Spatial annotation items
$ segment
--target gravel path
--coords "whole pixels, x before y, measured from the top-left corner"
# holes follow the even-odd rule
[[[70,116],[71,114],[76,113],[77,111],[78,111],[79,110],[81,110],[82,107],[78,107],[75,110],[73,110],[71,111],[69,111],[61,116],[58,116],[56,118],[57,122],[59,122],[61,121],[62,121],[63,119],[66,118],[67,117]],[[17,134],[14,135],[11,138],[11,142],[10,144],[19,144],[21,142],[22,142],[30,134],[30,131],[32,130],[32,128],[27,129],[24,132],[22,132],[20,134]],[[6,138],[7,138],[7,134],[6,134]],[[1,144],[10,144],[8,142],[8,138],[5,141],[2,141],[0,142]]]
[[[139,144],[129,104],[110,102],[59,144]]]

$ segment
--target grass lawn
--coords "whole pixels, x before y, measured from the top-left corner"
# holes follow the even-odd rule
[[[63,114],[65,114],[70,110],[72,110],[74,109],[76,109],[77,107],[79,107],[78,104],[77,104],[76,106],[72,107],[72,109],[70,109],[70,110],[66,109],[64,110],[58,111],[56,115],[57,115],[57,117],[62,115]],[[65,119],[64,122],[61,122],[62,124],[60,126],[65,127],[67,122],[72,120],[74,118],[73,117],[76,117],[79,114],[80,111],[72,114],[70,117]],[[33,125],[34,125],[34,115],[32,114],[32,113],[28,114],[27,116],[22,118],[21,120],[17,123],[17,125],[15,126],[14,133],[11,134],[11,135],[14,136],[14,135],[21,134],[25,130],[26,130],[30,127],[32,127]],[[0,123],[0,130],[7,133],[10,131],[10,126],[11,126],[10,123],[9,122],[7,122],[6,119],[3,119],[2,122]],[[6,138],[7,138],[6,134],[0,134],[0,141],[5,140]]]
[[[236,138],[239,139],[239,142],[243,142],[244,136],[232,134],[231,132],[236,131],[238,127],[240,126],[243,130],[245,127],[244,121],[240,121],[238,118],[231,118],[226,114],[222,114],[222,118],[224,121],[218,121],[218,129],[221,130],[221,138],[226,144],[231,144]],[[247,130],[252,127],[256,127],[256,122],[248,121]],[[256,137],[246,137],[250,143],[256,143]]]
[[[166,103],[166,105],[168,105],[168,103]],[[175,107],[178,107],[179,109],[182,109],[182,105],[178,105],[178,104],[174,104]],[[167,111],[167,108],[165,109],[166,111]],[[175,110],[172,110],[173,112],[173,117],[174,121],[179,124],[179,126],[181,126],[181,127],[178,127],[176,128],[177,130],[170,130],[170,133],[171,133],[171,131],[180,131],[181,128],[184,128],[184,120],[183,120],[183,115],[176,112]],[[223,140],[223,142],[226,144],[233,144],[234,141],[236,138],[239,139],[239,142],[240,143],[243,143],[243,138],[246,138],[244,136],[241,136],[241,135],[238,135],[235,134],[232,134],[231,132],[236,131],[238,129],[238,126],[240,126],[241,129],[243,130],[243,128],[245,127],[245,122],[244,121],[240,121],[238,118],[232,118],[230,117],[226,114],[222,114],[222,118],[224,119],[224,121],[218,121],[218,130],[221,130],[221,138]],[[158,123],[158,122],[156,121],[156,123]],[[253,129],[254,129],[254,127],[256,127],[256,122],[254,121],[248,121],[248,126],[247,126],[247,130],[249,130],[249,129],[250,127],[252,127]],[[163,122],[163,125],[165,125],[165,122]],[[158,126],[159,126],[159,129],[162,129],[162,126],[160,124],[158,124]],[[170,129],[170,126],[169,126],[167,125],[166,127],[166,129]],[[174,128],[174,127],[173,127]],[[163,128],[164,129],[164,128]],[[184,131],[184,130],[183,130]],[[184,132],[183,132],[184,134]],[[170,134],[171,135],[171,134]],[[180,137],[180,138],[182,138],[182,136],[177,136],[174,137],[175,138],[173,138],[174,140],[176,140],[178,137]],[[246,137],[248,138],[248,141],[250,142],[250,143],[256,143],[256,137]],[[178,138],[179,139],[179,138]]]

**Instruction:** Can you retype everything from the start of the items down through the line containing "[[[139,144],[129,104],[110,102],[59,144]]]", including that line?

**Solution to this exercise:**
$ segment
--target gravel path
--coords "whole pixels, x before y, measured from the top-left corner"
# holes follow the even-odd rule
[[[70,116],[71,114],[76,113],[77,111],[78,111],[79,110],[81,110],[82,107],[78,107],[75,110],[73,110],[71,111],[69,111],[61,116],[58,116],[56,118],[57,122],[59,122],[61,121],[62,121],[63,119],[66,118],[67,117]],[[17,134],[14,135],[11,138],[11,142],[10,144],[19,144],[21,142],[22,142],[30,134],[30,131],[32,130],[32,128],[27,129],[24,132],[22,132],[20,134]],[[6,138],[7,138],[7,134],[6,134]],[[1,144],[10,144],[8,142],[8,138],[5,141],[2,141],[0,142]]]
[[[139,144],[129,104],[110,102],[59,144]]]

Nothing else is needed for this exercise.